On Sunday, Iranian-launched missiles and drones struck territory within the Gulf state, causing debris from intercepted projectiles to injure three civilians, including one child, according to Qatar's Ministry of Interior.

The nation's foreign ministry subsequently accused Washington of violating nearly every provision of the June agreement within just 25 days of its signing. These alleged violations include targeted attacks on critical transport infrastructure and fishing vessels operating in regional waters.

Baghaei stated Monday that Iran has consistently acted in good faith, yet noted that whenever the opposing party failed to meet its obligations, Tehran did not uphold its own commitments either. He affirmed this approach will continue as long as these conditions persist.

Since hostilities began on February 28, Islamabad has assumed the role of mediator between the two belligerent powers. The Pakistani capital hosted talks in April, marking the first occasion in four decades where US and Iranian officials met face-to-face. High-ranking Pakistani officials, including the army chief and interior minister, have traveled multiple times to Tehran for these diplomatic efforts.

In late March, Pakistan successfully aided China in securing a peace framework while simultaneously advancing its own diplomatic initiatives. By June, the nation helped finalize a Memorandum of Understanding signed by Iranian President Masoud Pezeshkian, US President Donald Trump, and Pakistani Prime Minister Shehbaz Sharif; this agreement subsequently took center stage at the Burgenstock summit in Switzerland. Despite these high-profile efforts, analysts contend that Pakistan lacks the capacity to enforce the accords it helps broker.

Javad Heiran-Nia, director of the Persian Gulf Studies Group at the Center for Scientific Research and Middle East Strategic Studies in Tehran, argued that the MoU was never designed to resolve the core dispute. Instead, he told Al Jazeera, the document served as a tactical instrument intended merely to halt hostilities and reopen the Strait of Hormuz to international shipping by deferring key substantive issues to future negotiations. Heiran-Nia noted that Iran views control of the waterway not just as a coercive lever but as a vital strategic asset and deterrent tool. Consequently, Tehran appears prepared to accept war risks to preserve this advantage.

**RECORDS:**
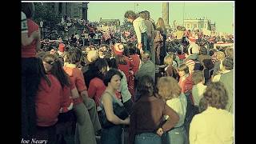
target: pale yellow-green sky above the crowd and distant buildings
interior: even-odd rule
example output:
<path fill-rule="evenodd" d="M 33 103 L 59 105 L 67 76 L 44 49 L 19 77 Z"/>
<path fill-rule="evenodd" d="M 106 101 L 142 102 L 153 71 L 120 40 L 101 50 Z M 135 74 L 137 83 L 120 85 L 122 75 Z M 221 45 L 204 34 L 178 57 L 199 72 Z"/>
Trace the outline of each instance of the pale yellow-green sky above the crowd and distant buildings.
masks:
<path fill-rule="evenodd" d="M 136 4 L 138 3 L 138 6 Z M 103 19 L 119 19 L 123 22 L 126 10 L 139 12 L 142 10 L 150 11 L 150 17 L 157 22 L 162 18 L 162 2 L 89 2 L 88 20 L 99 21 Z M 184 13 L 183 13 L 184 12 Z M 208 18 L 210 22 L 216 22 L 218 32 L 234 34 L 234 2 L 186 2 L 177 1 L 169 2 L 169 24 L 172 25 L 174 20 L 182 25 L 184 19 L 189 18 Z"/>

**EXERCISE INSTRUCTIONS:**
A. In the excerpt on the Iran conflict, decide whether each statement agrees with the text, answering yes or no and quoting the deciding words: (i) debris from intercepted projectiles injured three civilians, one of them a child; (ii) the April talks in Islamabad were the first face-to-face meeting of US and Iranian officials in two decades; (iii) Heiran-Nia said the MoU was designed to resolve the core dispute.
B. Repeat word for word the stretch of the excerpt on the Iran conflict from "On Sunday, Iranian-launched" through "Ministry of Interior.".
C. Condense the paragraph of the excerpt on the Iran conflict that begins "Since hostilities began on February 28" into a short bulleted list that keeps its main facts.

**EXPECTED RESPONSES:**
A.
(i) Yes: "causing debris from intercepted projectiles to injure three civilians, including one child"
(ii) No: "marking the first occasion in four decades where US and Iranian officials met face-to-face"
(iii) No: "the MoU was never designed to resolve the core dispute"

B.
On Sunday, Iranian-launched missiles and drones struck territory within the Gulf state, causing debris from intercepted projectiles to injure three civilians, including one child, according to Qatar's Ministry of Interior.

C.
- Islamabad has acted as mediator between the two belligerent powers since hostilities began on February 28.
- In April, the Pakistani capital hosted talks that were the first face-to-face meeting between US and Iranian officials in four decades.
- High-ranking Pakistani officials, including the army chief and interior minister, have traveled to Tehran multiple times for these diplomatic efforts.